++++ INPUT FOR THIS TASK

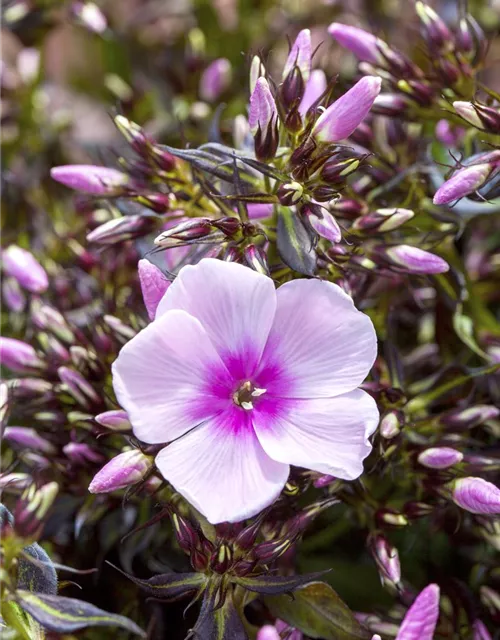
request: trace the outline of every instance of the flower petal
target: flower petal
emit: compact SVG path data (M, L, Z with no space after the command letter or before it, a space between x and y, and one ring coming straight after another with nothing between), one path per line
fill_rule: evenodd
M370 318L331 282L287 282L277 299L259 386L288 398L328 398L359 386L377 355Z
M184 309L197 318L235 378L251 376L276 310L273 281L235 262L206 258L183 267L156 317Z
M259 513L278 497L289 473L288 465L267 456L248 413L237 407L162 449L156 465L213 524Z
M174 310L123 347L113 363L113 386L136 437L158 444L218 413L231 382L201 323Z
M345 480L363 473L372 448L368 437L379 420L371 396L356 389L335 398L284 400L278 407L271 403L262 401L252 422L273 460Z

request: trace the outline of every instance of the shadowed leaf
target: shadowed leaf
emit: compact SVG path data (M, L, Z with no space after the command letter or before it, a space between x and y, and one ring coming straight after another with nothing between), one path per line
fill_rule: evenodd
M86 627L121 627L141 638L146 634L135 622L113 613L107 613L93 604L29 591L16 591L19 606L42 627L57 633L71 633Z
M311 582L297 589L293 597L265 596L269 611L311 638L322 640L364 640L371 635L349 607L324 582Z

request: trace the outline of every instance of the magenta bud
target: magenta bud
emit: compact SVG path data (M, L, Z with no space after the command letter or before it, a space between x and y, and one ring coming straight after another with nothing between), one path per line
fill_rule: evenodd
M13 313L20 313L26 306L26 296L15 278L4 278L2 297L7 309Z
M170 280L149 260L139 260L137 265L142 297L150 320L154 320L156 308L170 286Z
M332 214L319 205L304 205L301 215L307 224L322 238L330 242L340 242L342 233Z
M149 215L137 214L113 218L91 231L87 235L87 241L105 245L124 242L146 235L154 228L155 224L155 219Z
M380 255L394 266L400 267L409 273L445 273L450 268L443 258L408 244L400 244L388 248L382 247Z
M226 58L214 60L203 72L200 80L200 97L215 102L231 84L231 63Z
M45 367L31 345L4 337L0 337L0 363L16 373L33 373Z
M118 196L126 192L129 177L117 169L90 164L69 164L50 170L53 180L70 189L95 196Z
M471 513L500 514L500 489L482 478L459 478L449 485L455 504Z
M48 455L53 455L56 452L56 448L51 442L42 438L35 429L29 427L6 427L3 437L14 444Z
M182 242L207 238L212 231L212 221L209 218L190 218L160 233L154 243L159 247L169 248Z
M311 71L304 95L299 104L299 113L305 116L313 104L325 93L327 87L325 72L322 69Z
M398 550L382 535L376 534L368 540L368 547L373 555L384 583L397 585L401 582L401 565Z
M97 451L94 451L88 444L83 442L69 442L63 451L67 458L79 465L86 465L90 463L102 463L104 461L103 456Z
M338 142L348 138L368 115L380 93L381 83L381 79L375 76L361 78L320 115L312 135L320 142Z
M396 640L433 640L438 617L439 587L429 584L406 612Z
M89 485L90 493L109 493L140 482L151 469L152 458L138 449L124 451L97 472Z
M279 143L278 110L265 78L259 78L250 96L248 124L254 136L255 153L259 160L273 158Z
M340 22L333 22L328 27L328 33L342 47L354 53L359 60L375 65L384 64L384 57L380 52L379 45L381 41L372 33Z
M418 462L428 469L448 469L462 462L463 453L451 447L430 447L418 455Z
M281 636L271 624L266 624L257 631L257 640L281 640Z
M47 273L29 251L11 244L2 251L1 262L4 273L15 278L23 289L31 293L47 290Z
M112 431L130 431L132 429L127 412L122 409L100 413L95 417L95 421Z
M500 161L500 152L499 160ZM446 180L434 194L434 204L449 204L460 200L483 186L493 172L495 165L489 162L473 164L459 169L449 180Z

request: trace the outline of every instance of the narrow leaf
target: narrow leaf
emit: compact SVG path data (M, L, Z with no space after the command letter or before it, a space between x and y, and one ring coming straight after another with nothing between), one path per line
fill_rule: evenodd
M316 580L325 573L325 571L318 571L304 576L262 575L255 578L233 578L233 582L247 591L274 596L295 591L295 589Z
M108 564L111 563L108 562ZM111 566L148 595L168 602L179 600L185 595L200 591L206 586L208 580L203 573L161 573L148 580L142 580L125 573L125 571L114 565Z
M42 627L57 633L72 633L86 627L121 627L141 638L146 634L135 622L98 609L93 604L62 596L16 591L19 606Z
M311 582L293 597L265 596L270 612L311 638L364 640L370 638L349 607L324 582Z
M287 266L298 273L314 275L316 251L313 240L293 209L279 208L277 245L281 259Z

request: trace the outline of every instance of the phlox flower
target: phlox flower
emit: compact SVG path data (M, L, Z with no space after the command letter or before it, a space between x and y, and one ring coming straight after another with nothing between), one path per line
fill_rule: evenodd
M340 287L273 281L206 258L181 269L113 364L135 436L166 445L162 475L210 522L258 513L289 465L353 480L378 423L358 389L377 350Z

++++++++
++++ INPUT FOR THIS TASK

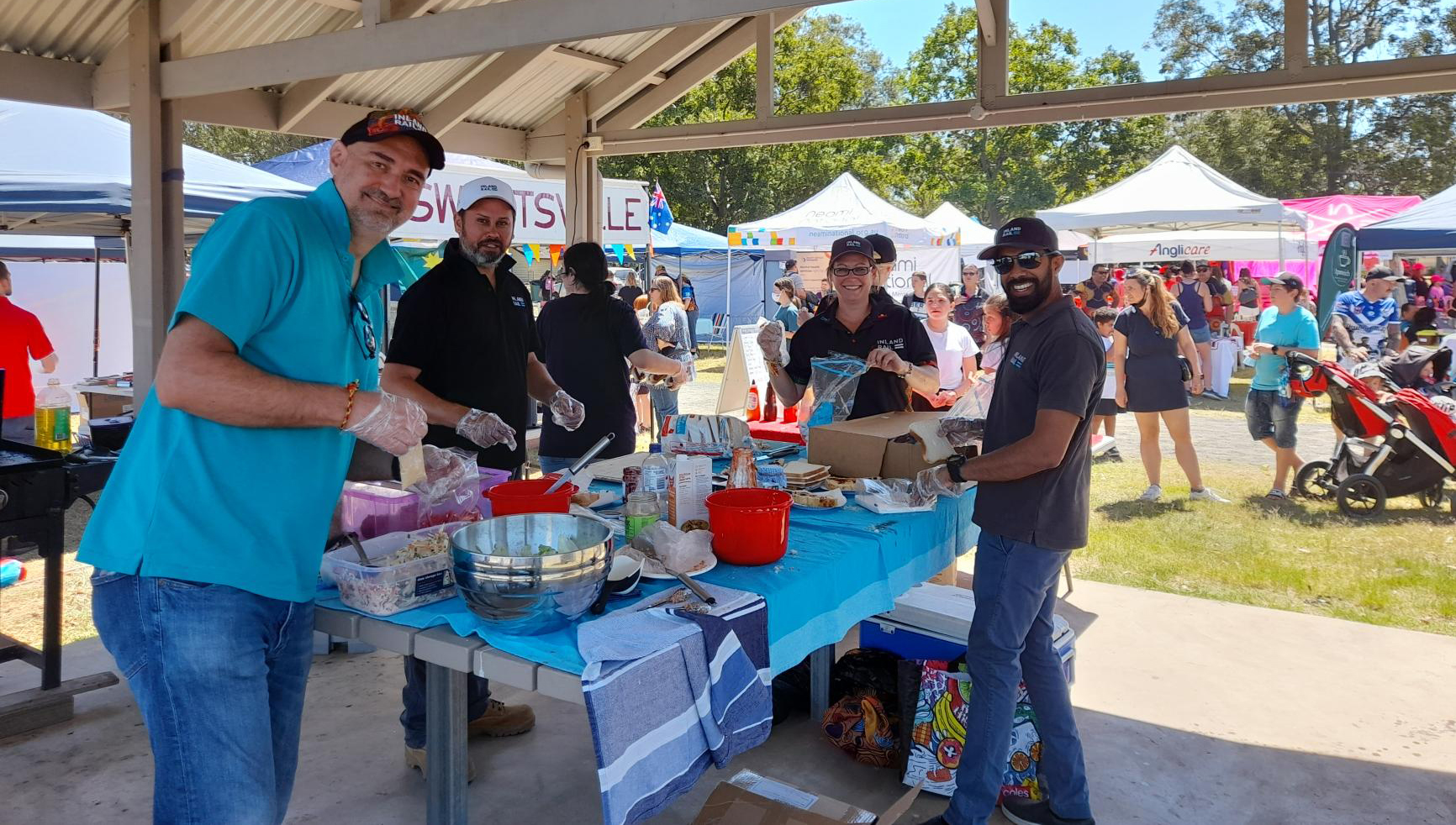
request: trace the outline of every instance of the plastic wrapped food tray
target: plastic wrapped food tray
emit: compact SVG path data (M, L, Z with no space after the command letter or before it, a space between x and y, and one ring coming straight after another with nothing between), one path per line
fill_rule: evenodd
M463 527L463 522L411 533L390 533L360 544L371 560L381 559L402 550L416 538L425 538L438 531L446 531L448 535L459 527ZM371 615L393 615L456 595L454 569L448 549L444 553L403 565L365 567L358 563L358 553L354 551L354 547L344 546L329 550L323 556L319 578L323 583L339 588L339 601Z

++++++++
++++ INPUT FOR THIS TASK

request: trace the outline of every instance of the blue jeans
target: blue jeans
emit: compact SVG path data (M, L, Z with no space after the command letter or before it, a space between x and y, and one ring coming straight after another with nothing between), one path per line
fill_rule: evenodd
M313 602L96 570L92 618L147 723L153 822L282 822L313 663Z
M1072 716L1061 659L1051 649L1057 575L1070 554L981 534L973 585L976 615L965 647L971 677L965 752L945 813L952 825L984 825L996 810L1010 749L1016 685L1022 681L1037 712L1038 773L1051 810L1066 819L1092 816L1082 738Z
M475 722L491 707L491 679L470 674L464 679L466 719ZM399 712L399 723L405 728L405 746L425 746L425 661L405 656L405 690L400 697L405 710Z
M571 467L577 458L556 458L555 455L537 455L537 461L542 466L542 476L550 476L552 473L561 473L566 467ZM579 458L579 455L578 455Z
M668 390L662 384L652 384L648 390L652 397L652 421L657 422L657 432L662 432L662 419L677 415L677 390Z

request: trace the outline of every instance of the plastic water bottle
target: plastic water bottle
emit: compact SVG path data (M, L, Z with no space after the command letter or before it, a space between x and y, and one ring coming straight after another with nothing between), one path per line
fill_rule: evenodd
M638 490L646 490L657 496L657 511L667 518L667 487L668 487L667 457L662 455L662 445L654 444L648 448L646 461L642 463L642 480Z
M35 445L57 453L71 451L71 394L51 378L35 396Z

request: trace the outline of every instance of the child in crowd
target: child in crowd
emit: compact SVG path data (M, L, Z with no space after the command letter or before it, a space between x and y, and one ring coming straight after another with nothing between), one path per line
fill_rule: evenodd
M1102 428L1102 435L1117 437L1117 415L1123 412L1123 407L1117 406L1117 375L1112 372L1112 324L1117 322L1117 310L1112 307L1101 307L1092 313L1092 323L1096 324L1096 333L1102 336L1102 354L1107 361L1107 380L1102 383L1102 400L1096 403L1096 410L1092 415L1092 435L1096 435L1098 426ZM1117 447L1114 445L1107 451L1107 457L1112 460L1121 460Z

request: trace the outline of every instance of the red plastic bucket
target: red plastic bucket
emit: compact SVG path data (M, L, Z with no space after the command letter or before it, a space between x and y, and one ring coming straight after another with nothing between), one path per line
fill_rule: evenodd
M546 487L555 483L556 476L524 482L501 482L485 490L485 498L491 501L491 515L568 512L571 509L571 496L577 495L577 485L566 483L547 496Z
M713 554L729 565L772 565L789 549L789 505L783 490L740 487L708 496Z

++++++++

WHAT THE TASK REQUIRES – Copy the rows above verbatim, from the line containing "request: trace the outline of every instance of the flower" through the line containing "M370 318L331 282L287", including both of those lines and nothing else.

REPLY TO THE TASK –
request: trace the outline of every instance of the flower petal
target: flower petal
emit: compact SVG path data (M, L, Z with no space after the command letter or before it, a space between x and y, and one ring coming straight after another with nothing between), one path per line
fill_rule: evenodd
M370 318L331 282L287 282L277 299L259 386L288 398L328 398L359 386L377 355Z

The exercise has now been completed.